■ TESTO DI PARTENZA ■
═══
Nel lontano 2001, con le modifiche al Titolo V della Costituzione introdotte dall’allora Governo Amato, si era aperta per le Regioni la possibilità di attivare “ulteriori forme e condizioni particolari di autonomia” riguardanti 24 materie riconosciute di potestà legislativa concorrente con lo Stato, tra cui la tutela della salute. Da allora due sono stati gli snodi in cui si è cercato di dare seguito e realizzazione al regionalismo differenziato: il primo nel 2017, quando tre regioni avviarono un negoziato con il Governo Gentiloni per il riconoscimento dell’autonomia differenziata e il secondo nel 2023, con la presentazione del DDL Autonomia da parte di Roberto Calderoli, l’attuale Ministro per gli Affari Regionali e le Autonomie. Ripercorriamo sinteticamente le tappe di queste due fasi per passare poi a discutere delle possibili implicazioni del DDL Calderoli in ambito sanitario.
═══
■ MATERIALE FORNITO ■
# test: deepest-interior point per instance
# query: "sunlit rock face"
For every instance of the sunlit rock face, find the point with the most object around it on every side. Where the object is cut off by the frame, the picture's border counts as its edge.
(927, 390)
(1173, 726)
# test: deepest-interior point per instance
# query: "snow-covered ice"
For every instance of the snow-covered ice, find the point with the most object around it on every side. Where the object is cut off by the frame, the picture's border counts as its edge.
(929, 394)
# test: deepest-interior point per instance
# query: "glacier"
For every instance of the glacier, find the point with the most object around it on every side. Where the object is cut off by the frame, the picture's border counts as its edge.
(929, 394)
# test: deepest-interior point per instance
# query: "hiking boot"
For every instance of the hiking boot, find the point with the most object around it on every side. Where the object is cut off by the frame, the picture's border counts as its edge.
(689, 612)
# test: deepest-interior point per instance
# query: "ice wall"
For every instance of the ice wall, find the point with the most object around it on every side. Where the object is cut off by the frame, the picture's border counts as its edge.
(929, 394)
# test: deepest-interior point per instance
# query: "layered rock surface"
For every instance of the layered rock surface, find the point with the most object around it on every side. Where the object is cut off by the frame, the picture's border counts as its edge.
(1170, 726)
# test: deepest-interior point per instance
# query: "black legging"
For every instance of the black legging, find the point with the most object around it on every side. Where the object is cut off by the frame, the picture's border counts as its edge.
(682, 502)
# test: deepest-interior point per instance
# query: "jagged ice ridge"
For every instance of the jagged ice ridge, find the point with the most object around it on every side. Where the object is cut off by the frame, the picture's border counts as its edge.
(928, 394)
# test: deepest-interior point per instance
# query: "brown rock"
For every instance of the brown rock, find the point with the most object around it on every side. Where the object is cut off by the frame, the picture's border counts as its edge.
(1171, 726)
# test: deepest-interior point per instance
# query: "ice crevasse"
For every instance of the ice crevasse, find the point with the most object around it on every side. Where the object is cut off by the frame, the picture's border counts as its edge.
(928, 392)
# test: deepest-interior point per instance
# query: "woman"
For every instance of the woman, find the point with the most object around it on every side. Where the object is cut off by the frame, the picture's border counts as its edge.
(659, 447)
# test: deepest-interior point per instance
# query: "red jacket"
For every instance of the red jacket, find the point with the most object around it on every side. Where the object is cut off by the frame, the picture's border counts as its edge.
═══
■ LA RICHIESTA ■
Elenca tutti gli anni citati nel testo sull'autonomia differenziata e indica per ciascuno l'evento a cui il testo lo collega.

■ RISPOSTA SCRITTA ■
- 2001: modifiche al Titolo V della Costituzione introdotte dal Governo Amato.
- 2017: tre regioni avviano un negoziato con il Governo Gentiloni per il riconoscimento dell'autonomia differenziata.
- 2023: presentazione del DDL Autonomia da parte di Roberto Calderoli.